* _Entries taken from a collection_:
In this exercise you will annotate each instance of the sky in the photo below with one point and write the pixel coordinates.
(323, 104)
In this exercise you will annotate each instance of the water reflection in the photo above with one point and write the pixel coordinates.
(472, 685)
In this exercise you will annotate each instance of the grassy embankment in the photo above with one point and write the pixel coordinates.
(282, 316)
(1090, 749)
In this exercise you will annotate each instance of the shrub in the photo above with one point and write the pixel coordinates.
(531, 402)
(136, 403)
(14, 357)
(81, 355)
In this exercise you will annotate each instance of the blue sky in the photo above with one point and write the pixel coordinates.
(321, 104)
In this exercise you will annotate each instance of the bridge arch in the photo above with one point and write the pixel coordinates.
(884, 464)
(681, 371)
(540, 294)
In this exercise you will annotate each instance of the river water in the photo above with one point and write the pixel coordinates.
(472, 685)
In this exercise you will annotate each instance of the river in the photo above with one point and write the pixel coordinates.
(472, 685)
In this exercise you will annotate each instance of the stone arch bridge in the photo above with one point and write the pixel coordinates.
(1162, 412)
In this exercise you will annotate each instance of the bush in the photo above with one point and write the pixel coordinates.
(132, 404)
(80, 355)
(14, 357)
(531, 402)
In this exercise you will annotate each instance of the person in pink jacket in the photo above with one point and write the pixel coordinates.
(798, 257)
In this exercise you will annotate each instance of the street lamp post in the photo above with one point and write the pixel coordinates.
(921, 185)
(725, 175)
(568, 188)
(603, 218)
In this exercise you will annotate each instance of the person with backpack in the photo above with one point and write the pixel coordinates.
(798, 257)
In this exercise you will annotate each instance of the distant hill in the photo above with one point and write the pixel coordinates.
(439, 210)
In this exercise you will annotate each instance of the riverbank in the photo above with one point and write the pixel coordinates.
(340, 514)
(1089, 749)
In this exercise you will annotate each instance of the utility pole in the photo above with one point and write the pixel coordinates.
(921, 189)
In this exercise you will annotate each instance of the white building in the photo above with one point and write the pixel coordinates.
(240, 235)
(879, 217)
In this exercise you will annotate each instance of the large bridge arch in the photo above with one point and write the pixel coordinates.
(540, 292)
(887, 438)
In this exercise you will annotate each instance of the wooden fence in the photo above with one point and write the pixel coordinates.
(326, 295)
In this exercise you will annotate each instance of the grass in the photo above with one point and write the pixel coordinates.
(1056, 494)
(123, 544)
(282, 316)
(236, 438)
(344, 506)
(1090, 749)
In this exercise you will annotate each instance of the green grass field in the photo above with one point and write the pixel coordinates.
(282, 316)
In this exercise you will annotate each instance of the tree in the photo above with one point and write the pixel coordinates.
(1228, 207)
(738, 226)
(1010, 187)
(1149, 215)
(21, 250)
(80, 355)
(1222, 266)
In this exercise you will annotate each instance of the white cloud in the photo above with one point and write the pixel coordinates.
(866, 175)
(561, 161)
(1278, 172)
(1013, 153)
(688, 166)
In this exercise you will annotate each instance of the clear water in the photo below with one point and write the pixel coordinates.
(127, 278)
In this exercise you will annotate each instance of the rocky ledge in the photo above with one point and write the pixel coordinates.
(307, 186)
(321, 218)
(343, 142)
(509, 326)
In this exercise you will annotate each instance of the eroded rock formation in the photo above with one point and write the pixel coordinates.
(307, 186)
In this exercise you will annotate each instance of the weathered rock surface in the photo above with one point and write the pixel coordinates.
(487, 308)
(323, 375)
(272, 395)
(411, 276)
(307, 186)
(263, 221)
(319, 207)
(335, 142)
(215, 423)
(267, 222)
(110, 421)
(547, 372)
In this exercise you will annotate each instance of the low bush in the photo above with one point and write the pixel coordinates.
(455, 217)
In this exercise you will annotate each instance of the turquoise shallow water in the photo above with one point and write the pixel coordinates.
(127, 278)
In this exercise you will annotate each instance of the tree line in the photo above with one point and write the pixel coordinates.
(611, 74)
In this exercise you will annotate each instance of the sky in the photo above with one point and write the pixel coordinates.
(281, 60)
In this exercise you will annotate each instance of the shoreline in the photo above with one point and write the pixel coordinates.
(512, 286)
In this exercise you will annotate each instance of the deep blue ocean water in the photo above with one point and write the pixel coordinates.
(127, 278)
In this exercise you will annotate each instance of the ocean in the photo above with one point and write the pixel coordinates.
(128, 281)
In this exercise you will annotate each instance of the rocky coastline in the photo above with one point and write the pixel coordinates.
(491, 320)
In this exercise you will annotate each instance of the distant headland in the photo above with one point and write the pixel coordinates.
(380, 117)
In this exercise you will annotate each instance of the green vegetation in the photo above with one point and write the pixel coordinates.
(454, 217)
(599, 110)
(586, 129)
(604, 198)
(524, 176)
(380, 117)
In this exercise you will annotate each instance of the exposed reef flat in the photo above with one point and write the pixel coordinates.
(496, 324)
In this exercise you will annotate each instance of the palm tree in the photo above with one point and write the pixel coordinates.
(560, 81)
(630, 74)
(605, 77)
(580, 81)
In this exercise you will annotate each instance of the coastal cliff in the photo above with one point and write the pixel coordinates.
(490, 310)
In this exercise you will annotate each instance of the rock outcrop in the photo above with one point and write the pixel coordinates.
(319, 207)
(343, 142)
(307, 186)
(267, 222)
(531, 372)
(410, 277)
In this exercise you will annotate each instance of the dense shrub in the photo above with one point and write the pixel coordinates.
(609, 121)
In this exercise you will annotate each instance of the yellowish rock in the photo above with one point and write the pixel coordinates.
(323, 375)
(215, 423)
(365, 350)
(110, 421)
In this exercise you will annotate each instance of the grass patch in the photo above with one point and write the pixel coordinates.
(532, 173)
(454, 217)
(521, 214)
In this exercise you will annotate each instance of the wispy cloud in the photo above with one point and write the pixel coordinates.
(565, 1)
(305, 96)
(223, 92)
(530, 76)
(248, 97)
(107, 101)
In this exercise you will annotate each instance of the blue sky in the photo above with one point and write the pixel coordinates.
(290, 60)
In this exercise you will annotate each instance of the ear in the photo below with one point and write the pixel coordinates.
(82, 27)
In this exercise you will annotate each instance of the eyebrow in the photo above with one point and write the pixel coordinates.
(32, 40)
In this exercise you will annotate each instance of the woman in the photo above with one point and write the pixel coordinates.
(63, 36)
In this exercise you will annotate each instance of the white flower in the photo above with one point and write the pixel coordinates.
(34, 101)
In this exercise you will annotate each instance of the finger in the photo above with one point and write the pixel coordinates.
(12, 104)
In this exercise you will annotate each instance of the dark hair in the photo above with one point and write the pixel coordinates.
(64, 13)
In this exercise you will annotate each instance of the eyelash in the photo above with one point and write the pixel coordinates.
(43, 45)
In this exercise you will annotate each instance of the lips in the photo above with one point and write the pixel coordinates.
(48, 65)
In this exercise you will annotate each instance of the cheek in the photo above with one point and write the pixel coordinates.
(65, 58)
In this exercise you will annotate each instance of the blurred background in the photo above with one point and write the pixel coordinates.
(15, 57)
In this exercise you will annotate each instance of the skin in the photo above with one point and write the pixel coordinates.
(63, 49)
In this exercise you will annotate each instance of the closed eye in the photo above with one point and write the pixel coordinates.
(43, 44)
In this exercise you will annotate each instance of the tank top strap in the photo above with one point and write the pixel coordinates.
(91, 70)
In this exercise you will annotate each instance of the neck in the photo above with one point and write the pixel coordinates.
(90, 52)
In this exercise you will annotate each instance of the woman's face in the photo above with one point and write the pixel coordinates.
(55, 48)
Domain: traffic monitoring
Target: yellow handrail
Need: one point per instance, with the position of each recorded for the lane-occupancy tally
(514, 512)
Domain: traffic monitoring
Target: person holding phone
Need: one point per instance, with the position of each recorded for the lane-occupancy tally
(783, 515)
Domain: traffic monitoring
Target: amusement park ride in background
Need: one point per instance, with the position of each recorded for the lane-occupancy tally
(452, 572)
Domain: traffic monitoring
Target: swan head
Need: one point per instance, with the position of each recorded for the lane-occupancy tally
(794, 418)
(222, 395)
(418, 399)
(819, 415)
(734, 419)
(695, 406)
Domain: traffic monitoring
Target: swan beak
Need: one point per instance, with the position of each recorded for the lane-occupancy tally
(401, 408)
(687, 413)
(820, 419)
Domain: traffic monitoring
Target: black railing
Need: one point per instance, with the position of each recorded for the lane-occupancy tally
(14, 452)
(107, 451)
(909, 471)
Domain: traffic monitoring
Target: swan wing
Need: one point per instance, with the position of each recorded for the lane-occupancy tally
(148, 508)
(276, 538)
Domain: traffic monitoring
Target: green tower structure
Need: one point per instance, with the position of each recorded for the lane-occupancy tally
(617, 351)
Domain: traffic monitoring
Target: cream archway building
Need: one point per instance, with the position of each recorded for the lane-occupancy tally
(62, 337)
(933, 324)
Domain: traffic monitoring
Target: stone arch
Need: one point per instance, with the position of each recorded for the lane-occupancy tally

* _Exercise directions_: The records are above. How many lines in them contain the word "Target"? Give the number alone.

* _Task response_: 10